Problem to work on – Write out exactly the lines below that run from the one containing "Confirm every instance of the universitas" through the one containing "Confirm every instance of the standing", both included, with no other lines.

Input data –
>>

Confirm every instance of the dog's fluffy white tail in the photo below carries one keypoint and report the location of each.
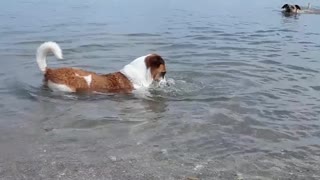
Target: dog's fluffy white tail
(43, 51)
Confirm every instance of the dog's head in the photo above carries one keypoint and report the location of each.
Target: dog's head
(157, 67)
(143, 71)
(289, 8)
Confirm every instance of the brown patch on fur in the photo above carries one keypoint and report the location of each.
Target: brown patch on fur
(157, 66)
(73, 78)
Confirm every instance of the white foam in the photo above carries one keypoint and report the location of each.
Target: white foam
(59, 87)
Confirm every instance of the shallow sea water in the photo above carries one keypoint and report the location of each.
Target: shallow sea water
(243, 100)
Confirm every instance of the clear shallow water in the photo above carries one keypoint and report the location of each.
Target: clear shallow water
(245, 103)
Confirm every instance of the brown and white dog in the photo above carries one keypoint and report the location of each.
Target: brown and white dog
(291, 9)
(140, 73)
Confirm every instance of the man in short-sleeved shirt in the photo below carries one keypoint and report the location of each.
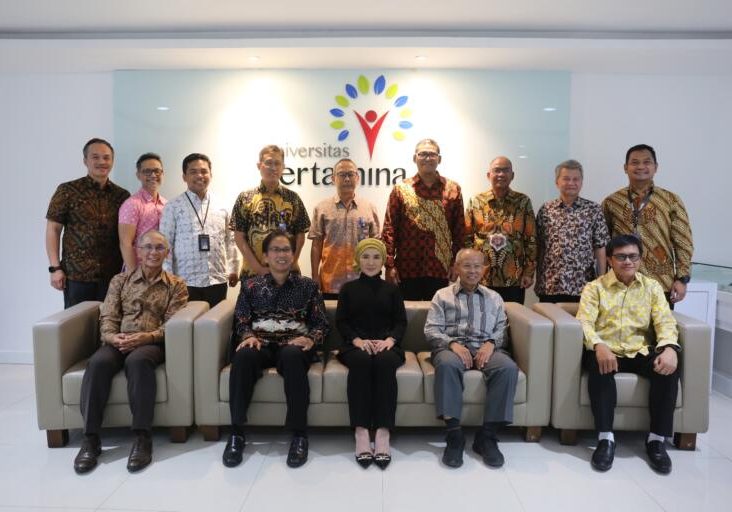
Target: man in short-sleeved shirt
(85, 211)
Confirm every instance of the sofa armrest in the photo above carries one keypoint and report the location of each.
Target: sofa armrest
(179, 362)
(211, 338)
(60, 341)
(695, 338)
(532, 346)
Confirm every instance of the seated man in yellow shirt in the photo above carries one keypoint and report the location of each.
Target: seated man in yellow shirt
(620, 312)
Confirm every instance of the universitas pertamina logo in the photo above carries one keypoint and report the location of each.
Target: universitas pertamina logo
(373, 109)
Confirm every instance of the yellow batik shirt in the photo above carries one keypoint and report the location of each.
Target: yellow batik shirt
(630, 320)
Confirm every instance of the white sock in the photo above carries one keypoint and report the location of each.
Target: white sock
(655, 437)
(606, 435)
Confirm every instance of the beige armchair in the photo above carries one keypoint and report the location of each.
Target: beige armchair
(62, 345)
(571, 401)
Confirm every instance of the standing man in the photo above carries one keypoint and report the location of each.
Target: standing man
(658, 218)
(424, 227)
(501, 224)
(142, 211)
(572, 234)
(197, 226)
(267, 208)
(279, 320)
(628, 327)
(85, 210)
(132, 331)
(339, 223)
(466, 326)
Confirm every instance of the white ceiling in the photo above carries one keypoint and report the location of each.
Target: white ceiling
(638, 36)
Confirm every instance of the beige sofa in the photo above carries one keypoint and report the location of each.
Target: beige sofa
(571, 401)
(532, 349)
(62, 345)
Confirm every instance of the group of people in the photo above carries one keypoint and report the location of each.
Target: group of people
(466, 261)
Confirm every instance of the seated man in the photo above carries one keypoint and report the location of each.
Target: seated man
(278, 320)
(132, 329)
(466, 326)
(628, 327)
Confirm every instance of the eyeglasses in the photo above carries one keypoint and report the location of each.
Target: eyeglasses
(622, 257)
(151, 247)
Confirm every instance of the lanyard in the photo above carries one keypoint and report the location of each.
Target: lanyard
(205, 215)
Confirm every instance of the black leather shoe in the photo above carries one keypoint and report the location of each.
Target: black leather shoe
(603, 456)
(140, 455)
(453, 455)
(658, 457)
(86, 459)
(298, 454)
(233, 453)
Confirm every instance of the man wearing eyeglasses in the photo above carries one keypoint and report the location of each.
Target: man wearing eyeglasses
(141, 212)
(339, 223)
(132, 330)
(267, 208)
(628, 327)
(424, 227)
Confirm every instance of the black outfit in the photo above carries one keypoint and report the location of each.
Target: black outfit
(603, 393)
(372, 309)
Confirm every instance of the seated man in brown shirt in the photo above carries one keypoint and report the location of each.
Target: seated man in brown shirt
(132, 330)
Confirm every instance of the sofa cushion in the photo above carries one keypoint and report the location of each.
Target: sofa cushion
(270, 388)
(474, 385)
(410, 381)
(71, 385)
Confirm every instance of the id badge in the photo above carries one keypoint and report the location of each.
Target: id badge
(204, 243)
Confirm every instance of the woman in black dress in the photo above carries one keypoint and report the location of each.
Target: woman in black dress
(371, 319)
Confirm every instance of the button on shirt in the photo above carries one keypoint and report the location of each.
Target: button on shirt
(567, 238)
(471, 319)
(181, 227)
(625, 318)
(135, 305)
(341, 228)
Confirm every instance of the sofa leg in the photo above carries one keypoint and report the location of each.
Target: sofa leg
(568, 436)
(178, 434)
(57, 438)
(685, 441)
(532, 434)
(210, 432)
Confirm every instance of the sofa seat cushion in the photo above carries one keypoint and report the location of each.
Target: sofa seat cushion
(632, 390)
(474, 384)
(71, 385)
(410, 381)
(270, 388)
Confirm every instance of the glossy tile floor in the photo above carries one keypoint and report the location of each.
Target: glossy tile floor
(190, 476)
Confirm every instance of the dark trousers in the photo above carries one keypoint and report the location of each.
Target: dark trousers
(79, 291)
(559, 298)
(139, 366)
(372, 387)
(212, 294)
(421, 288)
(510, 293)
(246, 369)
(603, 394)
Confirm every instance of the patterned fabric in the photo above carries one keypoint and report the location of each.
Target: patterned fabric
(505, 231)
(341, 229)
(471, 319)
(567, 239)
(90, 242)
(257, 213)
(133, 305)
(423, 227)
(142, 211)
(663, 227)
(277, 313)
(628, 319)
(181, 227)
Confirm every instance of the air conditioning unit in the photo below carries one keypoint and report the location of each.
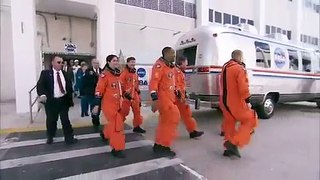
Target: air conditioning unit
(278, 36)
(248, 28)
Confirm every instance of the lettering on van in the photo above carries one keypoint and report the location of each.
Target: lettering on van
(279, 57)
(187, 41)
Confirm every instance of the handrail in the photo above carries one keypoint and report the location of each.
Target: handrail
(31, 103)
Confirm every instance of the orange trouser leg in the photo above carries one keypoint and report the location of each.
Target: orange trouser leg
(168, 122)
(125, 109)
(248, 120)
(186, 116)
(228, 124)
(137, 118)
(114, 129)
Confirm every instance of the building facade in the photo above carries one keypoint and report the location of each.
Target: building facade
(30, 29)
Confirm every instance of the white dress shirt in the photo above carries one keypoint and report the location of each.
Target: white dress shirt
(56, 90)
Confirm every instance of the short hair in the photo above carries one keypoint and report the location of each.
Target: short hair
(180, 60)
(236, 54)
(166, 50)
(130, 59)
(110, 57)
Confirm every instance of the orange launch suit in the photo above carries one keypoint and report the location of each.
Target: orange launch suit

<<

Exercise answer –
Confirm every instance of the universitas pertamina logo in the photo above carries one keypoint and report the location of each.
Target: universitas pertamina logo
(373, 109)
Confirm every instance of the yellow batik shirt in the photo above carries one keypoint and report the location of each.
Target: yellow batik shirt
(630, 320)
Confirm every instance of the white sock in the photo above carries one keypoint and report the location of each.
Target: white sock
(655, 437)
(606, 435)
Confirm every instance of the beige armchair in the photo above carries one keypoint and report the location of each.
Target: beige armchair
(62, 345)
(571, 401)
Confirm every instance of the standing man in the photo above carries one keypoint and report the location of each.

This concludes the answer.